Exercise input: Begin

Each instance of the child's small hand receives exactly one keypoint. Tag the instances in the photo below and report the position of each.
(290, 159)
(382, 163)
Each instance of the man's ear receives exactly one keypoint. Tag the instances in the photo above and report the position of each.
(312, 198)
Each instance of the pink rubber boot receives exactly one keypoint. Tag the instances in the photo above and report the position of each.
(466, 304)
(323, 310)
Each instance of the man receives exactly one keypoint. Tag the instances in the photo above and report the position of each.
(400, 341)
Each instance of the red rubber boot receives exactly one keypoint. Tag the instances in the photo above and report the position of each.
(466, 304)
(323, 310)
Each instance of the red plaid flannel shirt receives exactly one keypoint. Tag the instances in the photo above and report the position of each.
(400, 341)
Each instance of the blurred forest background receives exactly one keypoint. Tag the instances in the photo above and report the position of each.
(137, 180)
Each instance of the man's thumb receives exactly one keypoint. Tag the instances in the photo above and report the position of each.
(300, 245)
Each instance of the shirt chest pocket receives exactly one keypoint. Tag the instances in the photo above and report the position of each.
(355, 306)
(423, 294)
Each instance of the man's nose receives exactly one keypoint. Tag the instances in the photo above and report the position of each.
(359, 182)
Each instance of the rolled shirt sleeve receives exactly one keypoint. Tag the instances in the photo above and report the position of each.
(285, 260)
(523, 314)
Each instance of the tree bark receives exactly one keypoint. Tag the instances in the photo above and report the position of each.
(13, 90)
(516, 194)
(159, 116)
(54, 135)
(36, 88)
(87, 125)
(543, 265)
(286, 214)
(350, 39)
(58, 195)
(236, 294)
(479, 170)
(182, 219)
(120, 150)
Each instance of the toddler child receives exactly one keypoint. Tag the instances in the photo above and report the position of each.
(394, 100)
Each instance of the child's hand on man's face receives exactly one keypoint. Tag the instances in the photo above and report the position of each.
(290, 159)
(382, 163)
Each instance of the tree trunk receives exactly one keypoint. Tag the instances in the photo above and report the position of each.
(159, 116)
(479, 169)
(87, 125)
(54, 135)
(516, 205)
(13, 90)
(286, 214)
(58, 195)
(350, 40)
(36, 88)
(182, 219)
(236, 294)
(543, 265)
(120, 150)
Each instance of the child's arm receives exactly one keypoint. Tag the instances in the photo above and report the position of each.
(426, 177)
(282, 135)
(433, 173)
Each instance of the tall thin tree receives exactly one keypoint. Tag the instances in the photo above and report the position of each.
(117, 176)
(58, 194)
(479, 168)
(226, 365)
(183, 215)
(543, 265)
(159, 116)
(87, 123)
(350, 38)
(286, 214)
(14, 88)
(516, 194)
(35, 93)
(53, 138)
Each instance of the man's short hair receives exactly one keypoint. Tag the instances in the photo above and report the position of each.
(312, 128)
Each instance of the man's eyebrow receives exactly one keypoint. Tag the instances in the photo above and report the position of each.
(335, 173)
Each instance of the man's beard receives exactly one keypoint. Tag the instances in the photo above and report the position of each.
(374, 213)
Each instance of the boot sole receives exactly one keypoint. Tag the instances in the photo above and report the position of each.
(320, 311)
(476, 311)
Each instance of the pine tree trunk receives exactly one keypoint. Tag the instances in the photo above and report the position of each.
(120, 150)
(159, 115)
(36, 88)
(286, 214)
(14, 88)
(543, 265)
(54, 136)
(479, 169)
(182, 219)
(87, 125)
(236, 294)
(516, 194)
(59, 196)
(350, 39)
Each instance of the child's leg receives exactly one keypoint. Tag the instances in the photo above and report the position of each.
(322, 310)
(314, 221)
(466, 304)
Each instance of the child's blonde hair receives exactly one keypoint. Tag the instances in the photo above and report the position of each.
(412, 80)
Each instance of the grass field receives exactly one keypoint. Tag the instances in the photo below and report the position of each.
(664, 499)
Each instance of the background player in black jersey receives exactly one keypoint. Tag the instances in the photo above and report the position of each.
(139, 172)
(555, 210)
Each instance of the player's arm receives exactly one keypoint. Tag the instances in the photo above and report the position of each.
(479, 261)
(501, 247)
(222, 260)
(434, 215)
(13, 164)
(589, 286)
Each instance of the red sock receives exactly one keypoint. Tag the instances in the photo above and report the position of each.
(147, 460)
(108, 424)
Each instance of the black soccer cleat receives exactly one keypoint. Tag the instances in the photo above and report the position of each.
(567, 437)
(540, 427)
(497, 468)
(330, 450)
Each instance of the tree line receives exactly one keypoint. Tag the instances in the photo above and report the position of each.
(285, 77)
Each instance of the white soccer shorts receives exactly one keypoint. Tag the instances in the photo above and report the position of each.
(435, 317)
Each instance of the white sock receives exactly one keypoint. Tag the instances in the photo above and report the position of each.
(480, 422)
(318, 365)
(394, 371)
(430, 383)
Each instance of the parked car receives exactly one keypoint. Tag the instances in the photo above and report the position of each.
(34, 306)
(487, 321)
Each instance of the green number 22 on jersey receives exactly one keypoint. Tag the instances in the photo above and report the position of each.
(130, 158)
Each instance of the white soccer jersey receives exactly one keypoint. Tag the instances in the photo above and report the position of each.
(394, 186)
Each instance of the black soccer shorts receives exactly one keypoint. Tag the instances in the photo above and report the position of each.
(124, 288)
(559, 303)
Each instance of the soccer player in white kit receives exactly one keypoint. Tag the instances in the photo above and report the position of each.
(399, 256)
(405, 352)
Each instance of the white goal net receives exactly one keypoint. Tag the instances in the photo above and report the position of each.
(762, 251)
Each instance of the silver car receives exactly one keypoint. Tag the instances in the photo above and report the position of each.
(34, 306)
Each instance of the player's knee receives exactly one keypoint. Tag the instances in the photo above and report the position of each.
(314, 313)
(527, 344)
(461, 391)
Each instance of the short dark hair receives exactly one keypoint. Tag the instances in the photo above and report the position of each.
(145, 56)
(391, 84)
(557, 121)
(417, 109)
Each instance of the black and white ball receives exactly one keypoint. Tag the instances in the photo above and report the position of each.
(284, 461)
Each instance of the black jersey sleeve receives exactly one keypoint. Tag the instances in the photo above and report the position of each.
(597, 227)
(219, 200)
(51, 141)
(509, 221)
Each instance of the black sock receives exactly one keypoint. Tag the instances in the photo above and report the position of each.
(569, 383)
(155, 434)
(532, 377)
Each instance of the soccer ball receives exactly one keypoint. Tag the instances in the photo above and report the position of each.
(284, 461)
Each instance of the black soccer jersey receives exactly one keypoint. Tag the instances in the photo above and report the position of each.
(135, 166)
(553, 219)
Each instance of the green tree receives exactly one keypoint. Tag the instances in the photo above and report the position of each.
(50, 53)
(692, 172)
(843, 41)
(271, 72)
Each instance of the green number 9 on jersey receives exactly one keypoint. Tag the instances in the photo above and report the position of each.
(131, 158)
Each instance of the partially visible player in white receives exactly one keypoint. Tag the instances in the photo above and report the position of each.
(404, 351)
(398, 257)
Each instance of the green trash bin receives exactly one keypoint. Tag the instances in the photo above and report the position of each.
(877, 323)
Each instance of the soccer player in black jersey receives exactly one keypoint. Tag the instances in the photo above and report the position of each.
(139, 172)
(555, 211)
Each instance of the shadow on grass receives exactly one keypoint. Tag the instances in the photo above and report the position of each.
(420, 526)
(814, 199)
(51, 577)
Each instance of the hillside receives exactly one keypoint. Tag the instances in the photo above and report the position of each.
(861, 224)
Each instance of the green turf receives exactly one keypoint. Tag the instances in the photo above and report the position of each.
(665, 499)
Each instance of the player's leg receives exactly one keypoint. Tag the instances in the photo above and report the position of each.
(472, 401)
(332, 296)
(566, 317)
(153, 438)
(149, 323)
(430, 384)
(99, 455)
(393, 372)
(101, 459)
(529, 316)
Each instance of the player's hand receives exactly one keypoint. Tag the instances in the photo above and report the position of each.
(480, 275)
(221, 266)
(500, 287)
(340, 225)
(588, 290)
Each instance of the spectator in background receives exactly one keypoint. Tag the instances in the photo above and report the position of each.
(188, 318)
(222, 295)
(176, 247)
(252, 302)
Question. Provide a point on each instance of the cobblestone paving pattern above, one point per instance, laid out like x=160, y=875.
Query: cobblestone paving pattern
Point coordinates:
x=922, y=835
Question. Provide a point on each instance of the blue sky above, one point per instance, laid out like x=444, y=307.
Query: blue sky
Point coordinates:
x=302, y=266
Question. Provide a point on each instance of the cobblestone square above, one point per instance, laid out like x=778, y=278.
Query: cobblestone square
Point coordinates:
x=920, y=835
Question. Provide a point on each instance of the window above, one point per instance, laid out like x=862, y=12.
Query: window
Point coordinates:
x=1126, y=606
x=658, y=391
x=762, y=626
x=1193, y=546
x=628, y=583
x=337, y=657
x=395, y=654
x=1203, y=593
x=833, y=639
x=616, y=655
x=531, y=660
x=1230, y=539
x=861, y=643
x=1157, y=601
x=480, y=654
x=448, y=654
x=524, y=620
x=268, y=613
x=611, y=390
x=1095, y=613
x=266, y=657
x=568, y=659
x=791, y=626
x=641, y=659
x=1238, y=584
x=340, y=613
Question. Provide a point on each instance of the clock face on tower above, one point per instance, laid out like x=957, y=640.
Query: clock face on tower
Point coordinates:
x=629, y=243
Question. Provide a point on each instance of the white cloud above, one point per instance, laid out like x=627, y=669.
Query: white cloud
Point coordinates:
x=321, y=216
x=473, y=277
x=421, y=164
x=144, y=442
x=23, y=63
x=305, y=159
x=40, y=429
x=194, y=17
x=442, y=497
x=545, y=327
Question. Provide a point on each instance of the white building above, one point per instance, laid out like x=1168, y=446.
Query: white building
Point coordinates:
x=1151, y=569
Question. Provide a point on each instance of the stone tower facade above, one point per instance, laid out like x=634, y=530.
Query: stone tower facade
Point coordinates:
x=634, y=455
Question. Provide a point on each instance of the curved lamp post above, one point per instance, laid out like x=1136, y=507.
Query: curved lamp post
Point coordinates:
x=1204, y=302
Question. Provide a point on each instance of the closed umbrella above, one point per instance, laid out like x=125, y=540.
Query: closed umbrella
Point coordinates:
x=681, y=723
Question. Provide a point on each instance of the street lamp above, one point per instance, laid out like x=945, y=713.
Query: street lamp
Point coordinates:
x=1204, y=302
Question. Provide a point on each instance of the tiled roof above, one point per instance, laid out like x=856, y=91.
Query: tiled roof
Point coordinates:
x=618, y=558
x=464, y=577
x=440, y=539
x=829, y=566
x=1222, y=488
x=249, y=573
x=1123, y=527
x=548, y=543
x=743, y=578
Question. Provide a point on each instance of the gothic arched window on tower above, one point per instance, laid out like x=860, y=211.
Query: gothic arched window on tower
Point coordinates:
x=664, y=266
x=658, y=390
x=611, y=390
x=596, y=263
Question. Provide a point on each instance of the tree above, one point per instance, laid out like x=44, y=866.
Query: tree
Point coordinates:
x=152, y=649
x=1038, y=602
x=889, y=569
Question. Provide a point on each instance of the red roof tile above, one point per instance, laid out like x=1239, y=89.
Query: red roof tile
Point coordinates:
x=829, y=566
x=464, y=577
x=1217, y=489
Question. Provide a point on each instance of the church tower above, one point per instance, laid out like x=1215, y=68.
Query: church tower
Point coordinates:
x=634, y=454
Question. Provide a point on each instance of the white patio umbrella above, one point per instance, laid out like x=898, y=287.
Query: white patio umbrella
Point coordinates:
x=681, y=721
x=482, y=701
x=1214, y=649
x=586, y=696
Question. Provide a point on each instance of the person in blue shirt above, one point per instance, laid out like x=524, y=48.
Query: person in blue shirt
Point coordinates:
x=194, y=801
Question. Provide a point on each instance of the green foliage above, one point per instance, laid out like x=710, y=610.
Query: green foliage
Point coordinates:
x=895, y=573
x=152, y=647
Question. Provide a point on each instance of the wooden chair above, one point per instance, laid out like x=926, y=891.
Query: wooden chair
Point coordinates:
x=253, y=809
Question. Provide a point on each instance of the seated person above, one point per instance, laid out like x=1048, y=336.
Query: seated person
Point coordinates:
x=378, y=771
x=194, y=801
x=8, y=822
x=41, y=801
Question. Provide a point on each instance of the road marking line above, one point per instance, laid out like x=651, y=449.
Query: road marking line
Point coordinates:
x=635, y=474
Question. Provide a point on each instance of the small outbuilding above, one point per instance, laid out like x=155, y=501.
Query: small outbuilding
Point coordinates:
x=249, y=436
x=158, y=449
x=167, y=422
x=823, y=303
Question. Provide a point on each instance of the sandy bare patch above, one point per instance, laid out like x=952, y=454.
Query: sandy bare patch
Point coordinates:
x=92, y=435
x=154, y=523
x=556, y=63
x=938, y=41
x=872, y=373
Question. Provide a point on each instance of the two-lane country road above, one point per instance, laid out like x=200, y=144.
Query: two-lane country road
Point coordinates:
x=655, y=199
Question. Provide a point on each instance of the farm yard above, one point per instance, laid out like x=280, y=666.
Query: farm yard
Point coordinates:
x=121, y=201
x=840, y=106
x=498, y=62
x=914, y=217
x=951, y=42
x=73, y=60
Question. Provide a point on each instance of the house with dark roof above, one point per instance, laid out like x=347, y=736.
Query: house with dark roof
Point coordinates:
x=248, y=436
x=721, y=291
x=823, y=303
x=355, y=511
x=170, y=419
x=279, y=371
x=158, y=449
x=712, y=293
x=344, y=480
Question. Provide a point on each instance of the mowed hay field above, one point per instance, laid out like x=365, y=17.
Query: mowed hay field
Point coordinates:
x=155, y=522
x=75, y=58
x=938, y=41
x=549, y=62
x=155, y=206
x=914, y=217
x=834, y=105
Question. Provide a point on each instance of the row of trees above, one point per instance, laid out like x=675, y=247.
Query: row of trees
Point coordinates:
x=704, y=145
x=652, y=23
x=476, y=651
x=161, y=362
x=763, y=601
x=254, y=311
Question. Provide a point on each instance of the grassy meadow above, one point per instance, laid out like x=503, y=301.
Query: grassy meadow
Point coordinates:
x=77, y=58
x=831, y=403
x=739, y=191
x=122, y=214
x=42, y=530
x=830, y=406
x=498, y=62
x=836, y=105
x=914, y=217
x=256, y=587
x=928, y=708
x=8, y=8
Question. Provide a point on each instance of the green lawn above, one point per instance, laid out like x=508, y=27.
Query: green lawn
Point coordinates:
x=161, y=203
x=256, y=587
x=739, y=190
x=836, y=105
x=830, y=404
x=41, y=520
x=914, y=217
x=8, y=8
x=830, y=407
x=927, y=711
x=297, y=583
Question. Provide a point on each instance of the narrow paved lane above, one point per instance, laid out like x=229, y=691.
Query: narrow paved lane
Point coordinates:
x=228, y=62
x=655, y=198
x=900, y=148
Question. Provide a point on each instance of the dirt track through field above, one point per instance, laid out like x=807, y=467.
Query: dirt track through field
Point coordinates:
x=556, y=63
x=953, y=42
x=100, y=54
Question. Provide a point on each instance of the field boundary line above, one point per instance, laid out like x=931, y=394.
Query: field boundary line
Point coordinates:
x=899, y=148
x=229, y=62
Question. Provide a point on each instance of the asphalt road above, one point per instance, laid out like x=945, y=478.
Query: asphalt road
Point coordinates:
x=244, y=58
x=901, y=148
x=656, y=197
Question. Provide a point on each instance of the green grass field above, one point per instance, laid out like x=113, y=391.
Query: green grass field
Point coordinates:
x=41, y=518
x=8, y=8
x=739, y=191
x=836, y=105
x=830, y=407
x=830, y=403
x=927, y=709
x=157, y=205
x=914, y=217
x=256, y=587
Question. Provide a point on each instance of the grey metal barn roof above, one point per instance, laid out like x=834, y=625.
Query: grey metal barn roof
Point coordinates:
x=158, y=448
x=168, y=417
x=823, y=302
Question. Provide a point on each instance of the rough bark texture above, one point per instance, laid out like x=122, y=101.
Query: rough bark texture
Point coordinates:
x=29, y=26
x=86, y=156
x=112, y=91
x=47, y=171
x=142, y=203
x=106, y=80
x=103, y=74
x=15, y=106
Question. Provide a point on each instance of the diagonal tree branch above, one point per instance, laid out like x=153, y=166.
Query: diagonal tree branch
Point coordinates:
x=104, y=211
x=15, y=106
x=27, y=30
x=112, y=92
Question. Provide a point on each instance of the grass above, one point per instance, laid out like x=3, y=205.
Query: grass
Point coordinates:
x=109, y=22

Exercise input: End

Prompt =>
In the listing above, count each line that holds the string "diagonal". Give the number only.

Answer to this task =>
2